» **PASSAGE TO READ**:
>> start

I read somewhere that there is a limit on characters of the JSON.Load which I am trying in the second def below. My files are about 830 KB in size...it appears not all of them are getting in... as I only get about 4300 of the 12k records in the Append Process...

Good news is that it does NOT Error out. But simply does not append all the records.

If there is a limitation on the JSON.Load how do I get around it... I tried to decrease the 1000 record count in my code to make more files but that does not seem to work... Im puzzled...

Thoughts?

def scrapeData(out_json_path, out_fc_path):
    try:
        service_props = ds.getServiceProperties(ds.service_url)
        max_record_count = 1000
        layer_ids = ds.getLayerIds(ds.service_url)
        id_groups = list(ds.chunks(layer_ids, max_record_count))
        for i, id_group in enumerate(id_groups):
            print('  group {} of {}'.format(i+1, len(id_groups)))
            layer_data = ds.getLayerDataByIds(ds.service_url, id_group)
            level = str(i)
            outjsonpath = outputVariable + level + ".json"
            if i==0: # If first iteration of id_groups
                layer_data_final = layer_data
                with open(outjsonpath, 'w') as out_json_file:
                        json.dump(layer_data_final, out_json_file)
            else:
                layer_data_final2 = layer_data
                with open(outjsonpath, 'w') as out_json_file:
                        json.dump(layer_data_final2, out_json_file)

I then loop through the JSON files and Append them to the Feature Service

def addDEQData():
    for x in os.listdir(path):
        if x.startswith("output"):
            filetoImport = path + x
            f = open(filetoImport)
            data = json.load(f)
            featureAddingAdd = data['features']
            gis_payloadAdd = {
                'token': currenttoken,
                'f': 'json',
                'features': f'''{featureAddingAdd}'''
                }
            urlAdd = urlADDFeatures
            files=[]
            headers = {}
            response = requests.request("POST", urlAdd, headers=headers, data=gis_payloadAdd, files=files)

EarlMedina · ‎10-05-2023

There's some examples here: Editing Features | ArcGIS API for Python.

No SDE connection required. Your code would change to something like this

import arcgis
from arcgis.features import FeatureLayer

gis = GIS("https://xxxxxxx/portal", "username", "password")
fl_url = "https://xxxxxx/env/rest/services/DEV/VDEQ_Petro_Tank_Facility_DEV/FeatureServer/0"

fl = FeatureLayer(fl_url, gis)

...other logic...

fl.edit_features(adds=YOUR_ADDS, deletes=YOUR_DELETES, updates=YOUR_UPDATES)

Where the adds, deletes, updates are a FeatureSet object, or a list of features in json form (I think you basically have this already with your JSON).

View solution in original post

kapalczynski · ‎10-04-2023

Note I am doing it this way at REST Service due to issues with Servers and .sde connection files... I am not looking to hit the Oracle server and use sde connection files with a Truncate and Append... Its slower anyways...

kapalczynski · ‎10-04-2023

I think I found it... testing now.

>> end

» **GIVEN PROBLEM A**:
In the forum thread on missing JSON records, swap "out_json_file" for "json_out" and write out again the part that opens with the words containing "outjsonpath = outputVariable" and closes with "json.dump(layer_data_final2, out_json_file)".
» **GIVEN PROBLEM B**:
Pick up the forum thread on missing JSON records after its last post and continue it.

» **RECORDED DATA**:
>> start

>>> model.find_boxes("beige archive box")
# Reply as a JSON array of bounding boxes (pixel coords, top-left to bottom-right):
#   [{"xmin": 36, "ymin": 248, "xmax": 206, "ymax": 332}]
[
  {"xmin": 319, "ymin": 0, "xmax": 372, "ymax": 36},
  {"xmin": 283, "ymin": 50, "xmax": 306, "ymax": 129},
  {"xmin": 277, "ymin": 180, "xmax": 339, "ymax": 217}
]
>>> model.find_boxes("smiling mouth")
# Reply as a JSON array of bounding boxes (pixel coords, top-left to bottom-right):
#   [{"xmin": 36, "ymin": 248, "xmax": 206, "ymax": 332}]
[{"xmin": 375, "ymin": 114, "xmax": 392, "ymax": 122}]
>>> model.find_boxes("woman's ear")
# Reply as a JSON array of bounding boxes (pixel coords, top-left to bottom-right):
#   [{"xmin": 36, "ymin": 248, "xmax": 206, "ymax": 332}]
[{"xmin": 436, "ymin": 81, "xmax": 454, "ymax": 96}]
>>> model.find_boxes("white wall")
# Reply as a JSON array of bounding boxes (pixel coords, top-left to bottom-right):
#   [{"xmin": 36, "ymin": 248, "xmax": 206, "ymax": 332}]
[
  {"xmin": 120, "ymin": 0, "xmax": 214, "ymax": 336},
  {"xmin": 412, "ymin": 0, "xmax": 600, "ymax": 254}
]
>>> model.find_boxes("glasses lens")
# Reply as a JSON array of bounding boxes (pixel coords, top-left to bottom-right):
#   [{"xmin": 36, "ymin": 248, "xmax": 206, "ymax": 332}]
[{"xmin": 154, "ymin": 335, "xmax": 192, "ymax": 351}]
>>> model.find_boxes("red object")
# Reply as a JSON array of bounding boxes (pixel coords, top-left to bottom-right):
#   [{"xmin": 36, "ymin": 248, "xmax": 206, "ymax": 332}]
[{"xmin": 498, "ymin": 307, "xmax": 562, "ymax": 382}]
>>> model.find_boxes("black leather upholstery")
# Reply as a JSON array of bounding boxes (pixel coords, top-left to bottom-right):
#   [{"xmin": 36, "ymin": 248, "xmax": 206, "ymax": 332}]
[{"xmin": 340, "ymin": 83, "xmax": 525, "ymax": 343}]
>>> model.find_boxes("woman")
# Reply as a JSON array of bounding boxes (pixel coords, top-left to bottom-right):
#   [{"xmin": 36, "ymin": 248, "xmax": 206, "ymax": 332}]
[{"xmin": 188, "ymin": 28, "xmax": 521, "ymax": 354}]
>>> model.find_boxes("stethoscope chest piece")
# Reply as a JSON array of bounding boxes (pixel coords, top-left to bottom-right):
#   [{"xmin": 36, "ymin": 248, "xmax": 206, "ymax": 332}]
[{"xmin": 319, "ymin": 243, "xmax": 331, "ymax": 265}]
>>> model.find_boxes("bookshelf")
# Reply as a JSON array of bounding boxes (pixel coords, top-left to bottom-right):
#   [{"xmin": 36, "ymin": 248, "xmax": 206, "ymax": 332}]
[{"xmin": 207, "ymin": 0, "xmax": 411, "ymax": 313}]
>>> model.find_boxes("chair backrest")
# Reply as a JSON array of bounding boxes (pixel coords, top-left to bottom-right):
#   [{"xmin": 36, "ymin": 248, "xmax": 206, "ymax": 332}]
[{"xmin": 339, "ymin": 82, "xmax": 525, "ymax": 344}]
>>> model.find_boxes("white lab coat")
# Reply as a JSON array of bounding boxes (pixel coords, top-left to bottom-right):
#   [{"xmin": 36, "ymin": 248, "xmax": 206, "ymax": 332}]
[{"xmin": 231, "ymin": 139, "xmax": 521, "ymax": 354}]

>> end

» **ANSWER A**:
outjsonpath = outputVariable + level + ".json"
            if i==0: # If first iteration of id_groups
                layer_data_final = layer_data
                with open(outjsonpath, 'w') as json_out:
                        json.dump(layer_data_final, json_out)
            else:
                layer_data_final2 = layer_data
                with open(outjsonpath, 'w') as json_out:
                        json.dump(layer_data_final2, json_out)

» **ANSWER B**:
EDIT..... Nope still only 4500 or so out of the 12k

Crazy thing is .... the JSON files have to correct number of records in them only 200 as I specified and I can see a ton more JSON files being created... but for some reason no more records are being added with the Append.... very puzzling

EarlMedina · ‎10-04-2023

Are you certain the problem is on the json.loads side? When you load from the files, does the count match what you expect? I suspect the problem is actually on the append side.

I've encountered similar issues in the past when attempting to add several thousand records all at once. My solution was to apply the edits in batches (of 500 or so).

kapalczynski · ‎10-04-2023

Yea Im very confused...

So when I scrape the Data and write to JSON files I get about 224 of them... This is set to CHUNKS of 100 records...

I have set the CHUNKS to about 100 records per JSON File.. As you can see below I am Loading each JSON file -- Grabbing the 'features' key and then using a POST to past this data.

As you can see from the 2nd image below which is showing the 224th JSON file you can see the OBJECTID of 24,401

If I manually copy the JSON and paste it into the AddFeatures of Rest -- 3rd Image below it adds the 100 records with no issues... I can even do this with 1000 records ... the only reason I went down to 100 was to test if this was an issue... the JSON being to large.

So right up until I Append the Records the JSON file has the 100 records + 224 JSON files which is the 24,000+ records I am trying to add... so EVERYTHING seems good to go...

BUT only a 1/6 or so of the records make it....

            f = open(filetoImport)
            data = json.load(f)
            featureAddingAdd = data['features']
            print(featureAddingAdd)
            gis_payloadAdd = {
                'token': currenttoken,
                'f': 'json',
                'features': f'''{featureAddingAdd}'''
                }
            urlAdd = urlADDFeatures
            files=[]
            headers = {}
            response = requests.request("POST", urlAdd, headers=headers, data=gis_payloadAdd, files=files)

EarlMedina · ‎10-04-2023

Just an observation - I don't know if it's significant - but one difference between the two methods is the header. Maybe looking into the differences between the two requests could yield some useful information.

kapalczynski · ‎10-04-2023

OK so the JSON Files seem to be being created ok as they seem to only have 100 records in them like expected.

When I load the Json files I put 2 prints there and when I look it appears that there are also 100 features there in the Features KEY. So that looks good as well.

I stripped all the JSON files except one and then re ran and ONLY 19 records were added to the Feature Class. hmmmmm

SO its leaning towards the Requests.request it appears....something is not right there...

Crazy is that I can grab the Parameter values from "featureAddingAdd" from the code below Copy and Paste the Json into Rest Services Add Feature and it adds all 100 records no issues

But the request below that uses the same variable json values ONLY adds 19 records.... what gives.

            print("Appending: " + x)
            f = open(filetoImport)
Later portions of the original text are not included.